How to find figure captions in a PDF?

I want to develop a Python script that can find all of the figure captions within a PDF. I was wondering if it is possible to gather all the figure captions and append them to an array as it is searching for new figure captions.

I have tried searching for the word "Figure" and then grabbing the entire sentence that is present within it, but it is not efficient because it wouldn't find all of the sentences within the caption, and instead, only the sentence that is separated with a period.

EDIT The following is a sample PDF that I intend to be working with. As you see, the word Fig.1 is written right below the image.

NEW EDIT Here is the full HTML file that was converted with pdf2htmlEX: https://drive.google.com/open?id=1hYriVrTlwmxR35A2Jy7mKoO4ns2oWe3Z

Solution

This answer is not complete, will update it as we go through the problem.

Copy of original PDF:

https://www.ncbi.nlm.nih.gov/pmc/articles/PMC335638/pdf/pnas00677-0355.pdf

Step 1 - Try pypdf

# importing required modules 
import PyPDF2 

# creating a pdf file object 
pdfFileObj = open('example.pdf', 'rb')

_ _ _

- **What to work on**:
In the forum thread about finding figure captions in a PDF, which tool was used to convert the PDF into an HTML file?

- **Material shown**:
_ _ _

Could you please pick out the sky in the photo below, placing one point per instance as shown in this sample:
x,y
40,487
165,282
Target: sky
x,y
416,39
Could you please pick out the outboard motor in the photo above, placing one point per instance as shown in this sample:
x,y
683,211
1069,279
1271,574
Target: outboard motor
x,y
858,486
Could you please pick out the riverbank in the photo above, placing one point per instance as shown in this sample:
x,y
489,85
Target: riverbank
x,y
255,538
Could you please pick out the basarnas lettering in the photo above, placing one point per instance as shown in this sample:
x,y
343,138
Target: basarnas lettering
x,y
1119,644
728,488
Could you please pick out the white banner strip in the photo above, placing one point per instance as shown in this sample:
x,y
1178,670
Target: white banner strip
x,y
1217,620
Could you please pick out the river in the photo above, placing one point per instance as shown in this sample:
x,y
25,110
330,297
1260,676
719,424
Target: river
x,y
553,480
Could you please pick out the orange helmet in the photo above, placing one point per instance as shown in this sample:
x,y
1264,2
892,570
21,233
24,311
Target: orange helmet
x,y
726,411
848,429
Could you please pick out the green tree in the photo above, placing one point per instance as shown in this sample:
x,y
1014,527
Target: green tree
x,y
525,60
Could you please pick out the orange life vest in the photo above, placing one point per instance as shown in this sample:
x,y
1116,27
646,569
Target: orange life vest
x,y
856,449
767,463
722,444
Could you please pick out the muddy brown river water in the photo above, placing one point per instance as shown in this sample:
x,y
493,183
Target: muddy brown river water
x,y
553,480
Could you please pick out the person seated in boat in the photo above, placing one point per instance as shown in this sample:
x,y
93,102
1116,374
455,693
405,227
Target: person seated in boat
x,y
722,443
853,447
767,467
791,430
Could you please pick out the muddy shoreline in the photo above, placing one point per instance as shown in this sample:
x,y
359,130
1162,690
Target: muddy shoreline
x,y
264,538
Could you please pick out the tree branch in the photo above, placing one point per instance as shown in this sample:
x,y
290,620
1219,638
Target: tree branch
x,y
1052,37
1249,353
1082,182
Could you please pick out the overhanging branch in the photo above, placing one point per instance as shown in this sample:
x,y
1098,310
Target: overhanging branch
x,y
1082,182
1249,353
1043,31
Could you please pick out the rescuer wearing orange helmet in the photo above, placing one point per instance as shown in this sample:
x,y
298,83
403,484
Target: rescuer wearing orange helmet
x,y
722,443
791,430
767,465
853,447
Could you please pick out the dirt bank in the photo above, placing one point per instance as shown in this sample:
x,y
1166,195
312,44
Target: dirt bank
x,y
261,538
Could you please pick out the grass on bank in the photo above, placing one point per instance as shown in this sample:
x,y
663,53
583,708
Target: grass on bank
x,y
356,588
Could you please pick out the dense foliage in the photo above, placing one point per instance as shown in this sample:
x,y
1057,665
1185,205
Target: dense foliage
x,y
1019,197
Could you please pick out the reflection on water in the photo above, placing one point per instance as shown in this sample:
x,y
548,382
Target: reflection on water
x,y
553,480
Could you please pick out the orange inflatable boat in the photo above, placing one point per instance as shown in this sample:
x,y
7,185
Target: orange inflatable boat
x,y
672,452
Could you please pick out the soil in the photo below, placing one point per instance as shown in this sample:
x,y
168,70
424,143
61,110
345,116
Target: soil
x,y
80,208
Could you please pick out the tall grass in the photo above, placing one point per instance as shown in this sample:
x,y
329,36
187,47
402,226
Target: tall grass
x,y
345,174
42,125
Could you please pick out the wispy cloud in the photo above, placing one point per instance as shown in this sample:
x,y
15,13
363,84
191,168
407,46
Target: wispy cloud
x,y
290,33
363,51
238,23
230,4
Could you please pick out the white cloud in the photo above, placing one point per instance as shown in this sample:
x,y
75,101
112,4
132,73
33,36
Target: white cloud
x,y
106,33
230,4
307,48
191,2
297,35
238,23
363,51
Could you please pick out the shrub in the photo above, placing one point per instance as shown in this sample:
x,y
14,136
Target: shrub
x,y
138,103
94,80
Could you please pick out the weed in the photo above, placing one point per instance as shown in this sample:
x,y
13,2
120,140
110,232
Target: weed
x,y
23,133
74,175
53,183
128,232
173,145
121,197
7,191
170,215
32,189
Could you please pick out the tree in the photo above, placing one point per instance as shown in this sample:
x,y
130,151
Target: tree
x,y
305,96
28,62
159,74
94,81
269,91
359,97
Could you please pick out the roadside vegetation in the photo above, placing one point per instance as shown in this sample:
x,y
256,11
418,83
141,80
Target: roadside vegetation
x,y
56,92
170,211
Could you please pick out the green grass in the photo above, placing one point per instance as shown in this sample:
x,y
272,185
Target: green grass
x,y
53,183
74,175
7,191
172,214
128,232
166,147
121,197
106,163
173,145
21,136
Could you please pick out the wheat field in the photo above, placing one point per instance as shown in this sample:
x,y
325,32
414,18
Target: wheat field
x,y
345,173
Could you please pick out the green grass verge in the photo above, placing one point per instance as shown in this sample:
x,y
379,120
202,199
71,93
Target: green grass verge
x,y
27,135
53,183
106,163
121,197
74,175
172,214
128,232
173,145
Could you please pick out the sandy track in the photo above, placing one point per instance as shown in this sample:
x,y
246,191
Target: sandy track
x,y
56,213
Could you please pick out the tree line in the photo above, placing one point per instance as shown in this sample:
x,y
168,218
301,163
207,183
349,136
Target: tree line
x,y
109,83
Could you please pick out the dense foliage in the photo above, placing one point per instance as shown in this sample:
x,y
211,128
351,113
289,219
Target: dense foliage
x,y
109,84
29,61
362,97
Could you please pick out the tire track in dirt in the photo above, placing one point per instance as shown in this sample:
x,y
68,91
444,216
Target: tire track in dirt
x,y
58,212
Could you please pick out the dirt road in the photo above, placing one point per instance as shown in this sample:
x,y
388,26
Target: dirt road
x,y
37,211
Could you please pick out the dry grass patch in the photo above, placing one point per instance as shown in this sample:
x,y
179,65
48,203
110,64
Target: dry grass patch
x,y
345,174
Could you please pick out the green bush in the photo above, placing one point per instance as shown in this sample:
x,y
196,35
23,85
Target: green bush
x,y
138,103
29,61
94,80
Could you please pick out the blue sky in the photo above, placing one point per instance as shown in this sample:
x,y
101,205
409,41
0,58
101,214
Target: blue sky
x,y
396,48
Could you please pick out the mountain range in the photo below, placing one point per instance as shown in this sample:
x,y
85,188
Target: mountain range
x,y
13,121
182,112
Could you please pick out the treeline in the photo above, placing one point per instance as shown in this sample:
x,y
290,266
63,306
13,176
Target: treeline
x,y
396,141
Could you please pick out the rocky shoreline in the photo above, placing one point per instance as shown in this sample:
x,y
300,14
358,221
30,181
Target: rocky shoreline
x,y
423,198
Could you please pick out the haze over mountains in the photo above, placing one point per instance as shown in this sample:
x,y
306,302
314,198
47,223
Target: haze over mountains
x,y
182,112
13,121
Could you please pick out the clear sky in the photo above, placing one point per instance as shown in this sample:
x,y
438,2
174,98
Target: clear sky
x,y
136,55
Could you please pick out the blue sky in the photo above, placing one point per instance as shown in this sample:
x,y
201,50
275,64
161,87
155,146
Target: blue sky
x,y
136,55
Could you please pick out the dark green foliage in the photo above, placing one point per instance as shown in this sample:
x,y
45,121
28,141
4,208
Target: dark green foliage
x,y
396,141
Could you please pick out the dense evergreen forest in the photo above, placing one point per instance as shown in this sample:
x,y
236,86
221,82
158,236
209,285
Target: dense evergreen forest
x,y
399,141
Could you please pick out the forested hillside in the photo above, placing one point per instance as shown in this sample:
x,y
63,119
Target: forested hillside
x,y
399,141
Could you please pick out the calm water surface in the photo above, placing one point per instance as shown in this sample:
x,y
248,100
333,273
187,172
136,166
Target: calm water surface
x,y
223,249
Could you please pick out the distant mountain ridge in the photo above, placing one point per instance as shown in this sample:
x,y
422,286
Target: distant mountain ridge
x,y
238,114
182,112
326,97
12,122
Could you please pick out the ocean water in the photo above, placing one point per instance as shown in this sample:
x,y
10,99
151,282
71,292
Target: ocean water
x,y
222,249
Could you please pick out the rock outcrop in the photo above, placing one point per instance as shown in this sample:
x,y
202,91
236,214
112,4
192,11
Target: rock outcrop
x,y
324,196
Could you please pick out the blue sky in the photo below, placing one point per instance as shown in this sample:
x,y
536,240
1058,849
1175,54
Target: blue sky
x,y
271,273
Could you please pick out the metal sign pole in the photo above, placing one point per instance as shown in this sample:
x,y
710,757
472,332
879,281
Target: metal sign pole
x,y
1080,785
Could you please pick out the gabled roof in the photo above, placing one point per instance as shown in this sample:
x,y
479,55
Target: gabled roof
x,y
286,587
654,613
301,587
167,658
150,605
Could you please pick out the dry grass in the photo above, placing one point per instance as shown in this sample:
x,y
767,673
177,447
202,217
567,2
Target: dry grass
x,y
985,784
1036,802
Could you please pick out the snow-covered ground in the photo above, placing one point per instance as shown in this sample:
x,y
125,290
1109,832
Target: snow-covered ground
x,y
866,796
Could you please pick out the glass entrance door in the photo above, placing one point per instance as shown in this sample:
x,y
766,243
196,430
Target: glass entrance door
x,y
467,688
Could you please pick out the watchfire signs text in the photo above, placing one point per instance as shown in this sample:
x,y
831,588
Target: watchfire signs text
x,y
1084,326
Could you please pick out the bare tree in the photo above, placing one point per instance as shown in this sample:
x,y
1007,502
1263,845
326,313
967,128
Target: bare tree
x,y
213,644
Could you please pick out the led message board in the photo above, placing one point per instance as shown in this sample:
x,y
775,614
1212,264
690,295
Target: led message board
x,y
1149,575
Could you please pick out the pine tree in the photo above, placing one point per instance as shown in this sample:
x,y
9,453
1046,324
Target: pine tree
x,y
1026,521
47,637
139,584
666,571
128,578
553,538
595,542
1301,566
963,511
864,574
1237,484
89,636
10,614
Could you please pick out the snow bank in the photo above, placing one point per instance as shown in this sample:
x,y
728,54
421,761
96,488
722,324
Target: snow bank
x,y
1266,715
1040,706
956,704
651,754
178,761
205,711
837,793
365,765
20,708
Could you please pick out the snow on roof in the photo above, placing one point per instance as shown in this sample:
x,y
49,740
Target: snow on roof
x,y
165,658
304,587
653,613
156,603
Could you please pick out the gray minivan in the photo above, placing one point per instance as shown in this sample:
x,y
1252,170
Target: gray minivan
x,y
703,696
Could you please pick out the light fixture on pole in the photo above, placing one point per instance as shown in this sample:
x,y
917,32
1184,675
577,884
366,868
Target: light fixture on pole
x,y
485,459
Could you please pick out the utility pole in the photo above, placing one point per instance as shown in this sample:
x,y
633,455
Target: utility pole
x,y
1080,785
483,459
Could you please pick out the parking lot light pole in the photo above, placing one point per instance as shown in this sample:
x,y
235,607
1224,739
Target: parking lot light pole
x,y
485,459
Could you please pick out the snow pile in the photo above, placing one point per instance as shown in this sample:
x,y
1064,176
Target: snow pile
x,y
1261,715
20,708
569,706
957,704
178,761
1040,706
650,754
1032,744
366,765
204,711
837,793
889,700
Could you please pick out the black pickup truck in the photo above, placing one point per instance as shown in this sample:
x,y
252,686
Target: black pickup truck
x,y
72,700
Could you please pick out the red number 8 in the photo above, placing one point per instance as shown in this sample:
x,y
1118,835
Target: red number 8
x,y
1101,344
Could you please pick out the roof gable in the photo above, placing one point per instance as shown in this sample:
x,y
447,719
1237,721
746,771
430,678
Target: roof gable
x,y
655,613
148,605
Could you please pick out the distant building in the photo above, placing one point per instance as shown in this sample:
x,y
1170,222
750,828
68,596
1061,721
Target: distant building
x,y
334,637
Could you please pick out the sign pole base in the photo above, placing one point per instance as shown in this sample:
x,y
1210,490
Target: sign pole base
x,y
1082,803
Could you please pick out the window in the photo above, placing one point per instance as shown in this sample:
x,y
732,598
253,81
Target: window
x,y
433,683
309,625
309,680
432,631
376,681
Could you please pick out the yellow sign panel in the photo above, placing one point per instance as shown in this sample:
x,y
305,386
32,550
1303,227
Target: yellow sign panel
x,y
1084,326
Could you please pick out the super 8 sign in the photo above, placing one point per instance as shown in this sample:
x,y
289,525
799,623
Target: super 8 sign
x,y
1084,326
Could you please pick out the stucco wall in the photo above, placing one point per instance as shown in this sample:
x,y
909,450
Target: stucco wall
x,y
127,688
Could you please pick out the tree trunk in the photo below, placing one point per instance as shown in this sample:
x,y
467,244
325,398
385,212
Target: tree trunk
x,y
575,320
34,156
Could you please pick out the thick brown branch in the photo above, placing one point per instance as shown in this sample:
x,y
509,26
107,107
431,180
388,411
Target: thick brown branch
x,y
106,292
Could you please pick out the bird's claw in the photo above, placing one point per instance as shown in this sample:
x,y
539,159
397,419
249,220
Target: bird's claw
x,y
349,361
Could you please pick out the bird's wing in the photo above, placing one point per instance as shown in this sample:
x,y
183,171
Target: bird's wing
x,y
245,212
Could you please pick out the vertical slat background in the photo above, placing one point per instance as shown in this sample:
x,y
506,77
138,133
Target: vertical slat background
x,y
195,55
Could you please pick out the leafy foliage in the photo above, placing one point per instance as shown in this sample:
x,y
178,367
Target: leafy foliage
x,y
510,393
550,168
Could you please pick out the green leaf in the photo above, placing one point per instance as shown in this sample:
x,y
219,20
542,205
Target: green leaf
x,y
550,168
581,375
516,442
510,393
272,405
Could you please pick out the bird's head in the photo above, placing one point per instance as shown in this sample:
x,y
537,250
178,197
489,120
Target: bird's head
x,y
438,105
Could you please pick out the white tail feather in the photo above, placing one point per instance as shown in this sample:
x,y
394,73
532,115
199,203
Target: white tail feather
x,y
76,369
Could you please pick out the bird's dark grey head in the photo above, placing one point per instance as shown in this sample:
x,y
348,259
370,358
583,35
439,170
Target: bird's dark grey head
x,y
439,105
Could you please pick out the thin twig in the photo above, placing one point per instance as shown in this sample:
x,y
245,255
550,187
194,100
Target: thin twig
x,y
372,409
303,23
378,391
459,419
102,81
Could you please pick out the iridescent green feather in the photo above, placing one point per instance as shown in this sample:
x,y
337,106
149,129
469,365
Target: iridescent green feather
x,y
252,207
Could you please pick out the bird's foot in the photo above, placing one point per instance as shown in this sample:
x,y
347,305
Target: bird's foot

_ _ _

- **Solution to this task**:
pdf2htmlEX